# YOUR TASK
Pull every line from the records that has the word "snow" in it.

# Saved entries
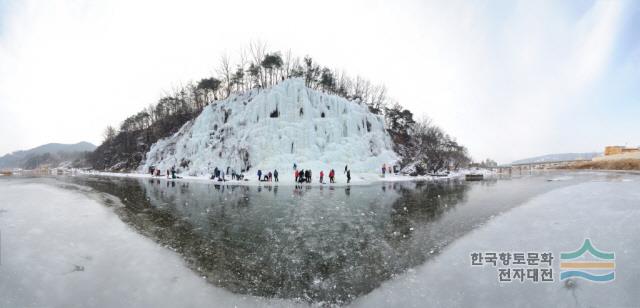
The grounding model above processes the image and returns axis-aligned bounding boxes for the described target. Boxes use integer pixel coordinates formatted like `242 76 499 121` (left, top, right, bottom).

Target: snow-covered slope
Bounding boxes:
140 78 398 176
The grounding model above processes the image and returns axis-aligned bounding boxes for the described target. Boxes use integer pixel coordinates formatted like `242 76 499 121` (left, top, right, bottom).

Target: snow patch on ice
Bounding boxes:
352 180 640 307
547 176 573 181
0 180 303 307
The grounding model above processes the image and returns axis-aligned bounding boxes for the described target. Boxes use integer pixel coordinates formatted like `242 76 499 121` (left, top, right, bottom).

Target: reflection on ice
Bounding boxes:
66 177 468 303
59 174 585 304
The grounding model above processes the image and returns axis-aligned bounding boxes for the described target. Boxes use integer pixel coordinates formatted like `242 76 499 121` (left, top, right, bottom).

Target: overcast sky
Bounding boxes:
0 0 638 163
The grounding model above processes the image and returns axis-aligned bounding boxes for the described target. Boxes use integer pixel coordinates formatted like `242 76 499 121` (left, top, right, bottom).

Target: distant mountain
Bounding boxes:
0 142 96 169
512 152 602 165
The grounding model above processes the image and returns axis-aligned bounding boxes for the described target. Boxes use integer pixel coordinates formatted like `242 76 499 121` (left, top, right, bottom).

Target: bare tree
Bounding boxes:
249 40 267 87
238 48 249 92
282 49 293 78
146 104 157 122
369 84 387 113
217 54 233 98
102 125 117 142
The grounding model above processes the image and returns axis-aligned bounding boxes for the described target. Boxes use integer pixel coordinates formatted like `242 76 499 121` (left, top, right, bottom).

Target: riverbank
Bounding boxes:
558 158 640 171
75 168 495 187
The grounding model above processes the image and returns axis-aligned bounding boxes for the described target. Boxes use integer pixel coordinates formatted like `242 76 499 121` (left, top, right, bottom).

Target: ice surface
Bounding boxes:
352 179 640 307
140 78 398 178
56 173 589 305
2 173 637 307
0 180 302 308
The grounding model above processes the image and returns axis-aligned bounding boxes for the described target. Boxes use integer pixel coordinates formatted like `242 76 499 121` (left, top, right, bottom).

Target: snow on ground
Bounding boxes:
352 178 640 307
78 167 495 187
140 78 397 177
546 175 574 181
0 180 303 308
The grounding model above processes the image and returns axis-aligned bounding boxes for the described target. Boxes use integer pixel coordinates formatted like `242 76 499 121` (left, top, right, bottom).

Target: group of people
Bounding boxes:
149 162 355 184
295 169 312 183
211 167 226 181
293 164 351 184
149 166 179 179
211 166 245 181
256 162 361 184
251 164 353 184
257 169 279 182
381 163 394 177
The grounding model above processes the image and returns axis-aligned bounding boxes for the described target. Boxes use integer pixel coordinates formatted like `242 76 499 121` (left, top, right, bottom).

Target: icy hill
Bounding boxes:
140 78 398 176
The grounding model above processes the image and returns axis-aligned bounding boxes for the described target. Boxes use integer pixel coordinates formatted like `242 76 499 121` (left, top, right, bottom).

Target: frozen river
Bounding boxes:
1 171 638 307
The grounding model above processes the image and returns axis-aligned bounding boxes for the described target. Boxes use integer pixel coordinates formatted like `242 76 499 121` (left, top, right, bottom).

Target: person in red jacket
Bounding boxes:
319 170 324 183
295 169 299 182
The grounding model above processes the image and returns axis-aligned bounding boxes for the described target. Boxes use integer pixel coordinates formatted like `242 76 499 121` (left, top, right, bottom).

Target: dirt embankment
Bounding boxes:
558 159 640 171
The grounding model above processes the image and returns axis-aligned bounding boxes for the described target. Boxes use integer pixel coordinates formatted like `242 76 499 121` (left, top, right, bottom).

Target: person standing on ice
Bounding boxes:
274 169 279 182
294 169 299 182
319 170 324 183
382 164 386 177
293 163 297 170
257 169 262 181
329 169 335 183
347 170 351 184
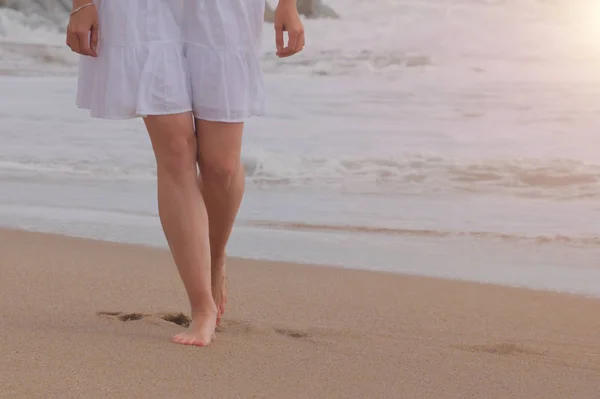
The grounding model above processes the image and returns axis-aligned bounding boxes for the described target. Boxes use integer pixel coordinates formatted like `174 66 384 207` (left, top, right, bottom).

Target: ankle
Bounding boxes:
211 253 227 270
190 302 218 318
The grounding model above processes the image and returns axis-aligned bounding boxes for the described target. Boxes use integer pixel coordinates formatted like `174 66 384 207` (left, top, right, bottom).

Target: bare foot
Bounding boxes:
171 308 217 347
212 258 227 326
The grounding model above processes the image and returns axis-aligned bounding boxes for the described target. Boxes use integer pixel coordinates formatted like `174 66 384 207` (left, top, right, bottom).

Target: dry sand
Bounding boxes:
1 228 600 398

# WRITTEN REPLY
Target: snow-covered slope
Target: snow patch on ice
Target: snow on ground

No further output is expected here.